▶ Exercise objective
Beginning at the line containing "of the standing", output every line to the end of the data below exactly as it appears.

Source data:
----------

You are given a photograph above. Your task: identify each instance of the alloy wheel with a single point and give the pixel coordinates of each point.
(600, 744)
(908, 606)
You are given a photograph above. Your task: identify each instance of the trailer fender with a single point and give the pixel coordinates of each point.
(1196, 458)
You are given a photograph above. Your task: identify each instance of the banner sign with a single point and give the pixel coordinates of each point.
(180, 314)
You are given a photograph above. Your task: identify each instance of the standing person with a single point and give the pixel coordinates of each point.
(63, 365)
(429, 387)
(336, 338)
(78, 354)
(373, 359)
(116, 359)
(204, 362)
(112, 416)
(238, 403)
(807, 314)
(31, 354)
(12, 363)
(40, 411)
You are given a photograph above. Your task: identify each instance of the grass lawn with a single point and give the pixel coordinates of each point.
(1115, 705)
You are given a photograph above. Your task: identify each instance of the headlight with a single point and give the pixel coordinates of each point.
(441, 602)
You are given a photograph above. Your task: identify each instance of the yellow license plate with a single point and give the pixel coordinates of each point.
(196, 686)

----------

▶ Exercise response
You are given a photograph above. Your task: identify each instance of the standing person with a single point and give the pixel coordinates of each point.
(63, 365)
(429, 387)
(336, 338)
(78, 354)
(373, 359)
(116, 359)
(204, 362)
(112, 416)
(238, 403)
(807, 314)
(31, 354)
(12, 363)
(40, 411)
You are given a photograph above. Your task: identify each instance of the grass lawn with a single point and give the pixel coordinates of each point.
(1115, 705)
You are given a photograph above. Your task: identify each instance of the headlight with a single point and give the pixel coordinates of each point.
(441, 602)
You are given a photograph above. Your task: identify each instance of the yellow license plate with a single point and give the pixel coordinates of each point.
(196, 686)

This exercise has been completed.